## Provided passage

[Start]

The personal immediacy of Paul Zimmer’s poems, particularly “The Eisenhower Years” and the other “Zimmer” poems, serves largely to make the poet himself the subject of his poetry. In characteristic twentieth century fashion, however, “The Eisenhower Years,” as do the other “Zimmer” poems, plays with such narrative and poetic elements as voice, persona, narrator identity, and uncertain distinctions between poet and the poetic voice in a poem. Through the poetic persona of “Zimmer,” the poet draws direct attention to these issues, when they are otherwise, often, only implicit considerations. “Zimmer” may be a purely fictitious character, but the persona’s name and the seemingly biographical continuities with non-“Zimmer” poems cloud that understanding. In another “Zimmer” poem, “Zimmer in Grade School” (1983), the poet, or his persona, states, “Even now/ When I hide behind elaborate mask/ It is always known that I am Zimmer.” The poet purposely obscures the fictional nature of the “Zimmer” persona, which can lead the reader to understand the “Zimmer” poems as being simply autobiographical.

An analysis of narrative voice in “The Eisenhower Years” leads to a different understanding. It is only in the final stanza that the voice analytically distances itself from Zimmer. The judgment of U.S., and by inclusion, Zimmer’s, complacency, and of the poet’s ignorance and emotional numbness, might exhibit no more than an impersonal, though editorializing, omniscient narrator; however, the “Zimmer” poems, in toto, reveal a very close identity between the poet and the narrative voice of his poems. Indeed, some of the “Zimmer” poems, as in “Zimmer in Grade School,” are written in the first person. Consequently, one might understand the voice of the narrator in “The Eisenhower Years” as that of an older Zimmer reflecting on his younger self and making characteristically harsh judgments.

The title of the poem places its retrospective character in a broader social context, as do further strains in the poem: the use of plain, even vernacular, diction, and reference to popular culture. The plain language and prosaic syntactical structures provide narrative accessibility. That “Zimmer” is, in the vernacular, “Flunked out and laid-off” signals his membership in an ever-expanding middle class during “The Eisenhower Years,” one in which his father might yet own a shoe store to provide a safety net of aimless employment.

[End]

## Requirements
(1) Print the part of the passage on Paul Zimmer's "Zimmer" poems from "The title of" up to and including "of aimless employment.".
(2) Write what follows the final sentence of the essay on Paul Zimmer's "The Eisenhower Years".

## Collected data

[Start]

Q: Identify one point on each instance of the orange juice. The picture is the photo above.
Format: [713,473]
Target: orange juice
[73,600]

[End]

## The results
(1)
The title of the poem places its retrospective character in a broader social context, as do further strains in the poem: the use of plain, even vernacular, diction, and reference to popular culture. The plain language and prosaic syntactical structures provide narrative accessibility. That “Zimmer” is, in the vernacular, “Flunked out and laid-off” signals his membership in an ever-expanding middle class during “The Eisenhower Years,” one in which his father might yet own a shoe store to provide a safety net of aimless employment.

(2)
The popular culture and popular images of the era easily evoke the texture of the times. The speaker waits for his draft notice during an affluent period of peace. He listens to Dave Brubeck, a white jazz musician whose popularity helped increase the acceptance of jazz among the white middle class. Zimmer drinks Thunderbird, a cheap wine commonly chosen by barely employed young people with little experience or sophistication. He drinks Stroh’s as well, a popular middle-American beer, in multiple pitchers, refined pleasure not being the object. He also smokes Chesterfields, a famous brand of cigarette during the era. Still, unlike young men of later eras, the speaker dresses properly, wearing a tie and an emblematic fedora hat.

Before going out for the evening, the speaker casually “lays out” with James Jones’s From Here to Eternity (1951), a powerful novel of the time about a, perhaps, complacent United States in the days before World War II. From Here to Eternity portrays often-petty and rudderless lives as they are subsumed in a great national drama. No such immediate national drama awaits Zimmer and his United States, but history reveals that multiple national dramas—the Civil Rights movement, the Vietnam War, and the rise of the 1960’s counterculture—would ultimately challenge the complacency of “The Eisenhower Years.” In the meantime, however, the speaker leans against a lamppost, his tie “loosened” and his hat “pushed back on his head,” dragging from his cigarette and exhaling from his nose with a sigh. The image suggests much of the era, including images from almost any film noir, a popular film genre of the 1950’s in which directionless young men with no great understanding of their lives are often led astray, to their own destruction.